(Coordinate annotation entries)
=====
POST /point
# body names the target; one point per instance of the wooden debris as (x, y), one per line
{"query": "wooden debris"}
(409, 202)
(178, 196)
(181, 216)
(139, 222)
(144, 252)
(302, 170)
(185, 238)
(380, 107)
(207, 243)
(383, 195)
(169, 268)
=====
Turn every line of the records into a Markdown table with two columns, Number and Text, giving each line a row number and dropping any blank lines.

| Number | Text |
|---|---|
| 1 | POST /point |
| 2 | # body names the target; one point per instance of the wooden debris as (x, y), one per line |
| 3 | {"query": "wooden debris"} |
| 4 | (409, 202) |
| 5 | (178, 196) |
| 6 | (181, 216) |
| 7 | (139, 222) |
| 8 | (144, 252) |
| 9 | (302, 170) |
| 10 | (185, 238) |
| 11 | (380, 107) |
| 12 | (207, 243) |
| 13 | (383, 195) |
| 14 | (169, 268) |